TASK DESCRIPTION: Transcribe each entry so that nothing differs from the original.

MATERIAL SUPPLIED:
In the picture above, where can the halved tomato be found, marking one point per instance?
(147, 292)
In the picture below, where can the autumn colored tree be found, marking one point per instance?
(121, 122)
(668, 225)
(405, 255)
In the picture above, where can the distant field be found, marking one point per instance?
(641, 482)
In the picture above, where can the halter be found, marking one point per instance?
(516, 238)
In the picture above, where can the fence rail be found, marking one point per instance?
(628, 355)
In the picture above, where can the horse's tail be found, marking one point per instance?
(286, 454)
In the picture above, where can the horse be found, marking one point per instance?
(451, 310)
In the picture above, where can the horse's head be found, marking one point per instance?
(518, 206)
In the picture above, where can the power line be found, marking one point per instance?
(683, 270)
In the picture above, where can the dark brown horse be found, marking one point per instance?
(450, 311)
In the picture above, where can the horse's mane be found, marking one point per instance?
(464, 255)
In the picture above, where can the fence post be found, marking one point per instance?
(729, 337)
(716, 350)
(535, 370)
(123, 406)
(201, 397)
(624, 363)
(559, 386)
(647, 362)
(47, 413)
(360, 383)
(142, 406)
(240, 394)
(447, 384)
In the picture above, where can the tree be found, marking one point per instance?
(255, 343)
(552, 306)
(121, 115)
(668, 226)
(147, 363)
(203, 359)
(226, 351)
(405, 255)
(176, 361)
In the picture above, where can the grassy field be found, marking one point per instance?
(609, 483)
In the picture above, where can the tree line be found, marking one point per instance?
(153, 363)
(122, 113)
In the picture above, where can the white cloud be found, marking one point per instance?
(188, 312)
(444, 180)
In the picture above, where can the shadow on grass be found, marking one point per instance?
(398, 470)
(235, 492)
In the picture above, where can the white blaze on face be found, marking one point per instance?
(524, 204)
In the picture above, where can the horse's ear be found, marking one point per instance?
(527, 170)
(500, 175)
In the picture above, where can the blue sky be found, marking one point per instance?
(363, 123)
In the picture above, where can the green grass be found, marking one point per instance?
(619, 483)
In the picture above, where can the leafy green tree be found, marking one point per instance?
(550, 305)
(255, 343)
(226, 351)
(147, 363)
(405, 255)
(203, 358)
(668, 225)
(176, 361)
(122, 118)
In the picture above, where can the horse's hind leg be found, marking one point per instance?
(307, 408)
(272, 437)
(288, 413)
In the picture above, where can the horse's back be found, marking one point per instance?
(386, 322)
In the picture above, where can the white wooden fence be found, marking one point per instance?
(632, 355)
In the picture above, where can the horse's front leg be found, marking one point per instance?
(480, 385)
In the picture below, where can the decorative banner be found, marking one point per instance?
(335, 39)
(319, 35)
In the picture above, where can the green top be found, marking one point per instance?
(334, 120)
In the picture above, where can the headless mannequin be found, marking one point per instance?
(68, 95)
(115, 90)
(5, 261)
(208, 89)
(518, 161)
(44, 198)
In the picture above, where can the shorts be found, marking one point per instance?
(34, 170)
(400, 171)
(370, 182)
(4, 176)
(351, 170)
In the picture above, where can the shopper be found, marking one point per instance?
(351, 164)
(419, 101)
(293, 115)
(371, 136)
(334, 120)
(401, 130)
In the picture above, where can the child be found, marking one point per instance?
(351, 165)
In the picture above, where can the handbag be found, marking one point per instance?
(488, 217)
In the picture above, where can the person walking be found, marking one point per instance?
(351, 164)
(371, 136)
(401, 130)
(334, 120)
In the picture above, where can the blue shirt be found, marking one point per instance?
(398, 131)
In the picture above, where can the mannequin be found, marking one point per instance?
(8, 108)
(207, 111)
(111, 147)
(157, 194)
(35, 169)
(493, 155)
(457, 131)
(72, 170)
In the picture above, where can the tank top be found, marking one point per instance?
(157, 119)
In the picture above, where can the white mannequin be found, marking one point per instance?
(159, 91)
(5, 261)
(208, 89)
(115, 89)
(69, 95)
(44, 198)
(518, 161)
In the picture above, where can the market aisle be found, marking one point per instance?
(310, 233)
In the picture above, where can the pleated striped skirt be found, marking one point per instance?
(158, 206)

SOLUTION:
In the picture above, where can the halved tomato be found, marking one point per instance?
(147, 292)
In the picture below, where can the autumn colored tree be found, marking one point per instance?
(121, 122)
(668, 225)
(405, 255)
In the picture above, where can the distant field be found, marking one point per instance?
(641, 482)
In the picture above, where can the halter be found, marking one point per instance?
(516, 238)
In the picture above, where can the fence rail be found, marking one point per instance?
(628, 355)
In the picture above, where can the horse's tail be found, marking one point per instance?
(286, 454)
In the picture above, where can the horse be found, marking one point per instance?
(451, 310)
In the picture above, where can the horse's head be found, marking one point per instance?
(518, 206)
In the picture above, where can the power line be found, marking one point per instance?
(683, 270)
In the picture above, where can the dark brown horse be found, marking one point per instance?
(450, 311)
In the picture above, where can the horse's mane be found, marking one point per instance?
(464, 255)
In the picture above, where can the fence post be found, marking one point per instance?
(729, 337)
(716, 350)
(535, 370)
(123, 406)
(201, 397)
(624, 363)
(559, 386)
(647, 362)
(47, 413)
(360, 383)
(142, 406)
(240, 394)
(447, 384)
In the picture above, where can the tree be found, marking one point per instance?
(255, 343)
(552, 306)
(121, 115)
(668, 226)
(147, 363)
(203, 359)
(226, 351)
(405, 255)
(176, 361)
In the picture above, where can the grassy field be found, marking one point per instance?
(609, 483)
In the picture above, where can the tree line be found, marking one point per instance?
(153, 363)
(122, 113)
In the picture above, where can the white cloud be found, marking one point per instance?
(188, 312)
(444, 180)
In the picture above, where can the shadow on grass be found, marking one point per instance?
(398, 470)
(235, 492)
In the picture above, where can the white blaze on face be found, marking one point per instance?
(524, 204)
In the picture above, where can the horse's ear be found, marking one point per instance?
(527, 170)
(500, 175)
In the picture above, where can the blue sky be found, marking one point per instance?
(363, 123)
In the picture above, where can the green grass be found, marking one point per instance?
(619, 483)
In the picture above, where can the leafy green tree be found, marking one point per instance?
(550, 305)
(255, 343)
(226, 351)
(147, 363)
(405, 255)
(203, 358)
(668, 225)
(176, 361)
(122, 118)
In the picture above, where can the horse's hind leg be found, marking one point per instance?
(307, 408)
(272, 437)
(288, 413)
In the picture above, where can the horse's back be found, marking one point per instance?
(386, 322)
In the picture above, where can the white wooden fence be found, marking one point per instance?
(632, 355)
In the picture above, where can the horse's front leg be found, marking one point per instance?
(480, 385)
In the picture below, where can the decorative banner be found, marking one point per instance?
(335, 39)
(319, 35)
In the picture above, where can the green top be found, marking one point per instance?
(334, 120)
In the picture above, where can the headless mannequin be found, marking one point per instance?
(68, 95)
(115, 90)
(5, 261)
(208, 89)
(518, 161)
(44, 198)
In the picture above, where can the shorts be found, marking one point per instance?
(34, 170)
(400, 171)
(370, 182)
(4, 176)
(351, 170)
In the picture above, where can the shopper be found, marking one point per instance?
(351, 164)
(419, 101)
(293, 115)
(371, 136)
(334, 120)
(401, 130)
In the picture above, where can the child be found, marking one point per instance?
(351, 165)
In the picture above, where can the handbag be found, marking one point per instance?
(488, 217)
In the picture above, where can the person walking be found, marking one point per instance?
(351, 164)
(371, 136)
(401, 130)
(334, 120)
In the picture above, where can the blue shirt be found, marking one point per instance?
(398, 131)
In the picture above, where can the mannequin be found, marking one point per instance?
(8, 108)
(207, 111)
(111, 147)
(157, 194)
(35, 169)
(493, 155)
(457, 131)
(72, 170)
In the picture above, where can the tank top be found, marking one point per instance?
(157, 119)
In the picture above, where can the white mannequin be found, marking one point per instance?
(159, 91)
(5, 261)
(208, 89)
(115, 89)
(69, 95)
(44, 198)
(518, 161)
In the picture above, where can the market aisle be found, marking one point per instance?
(310, 233)
In the picture above, where can the pleated striped skirt be found, marking one point per instance?
(158, 206)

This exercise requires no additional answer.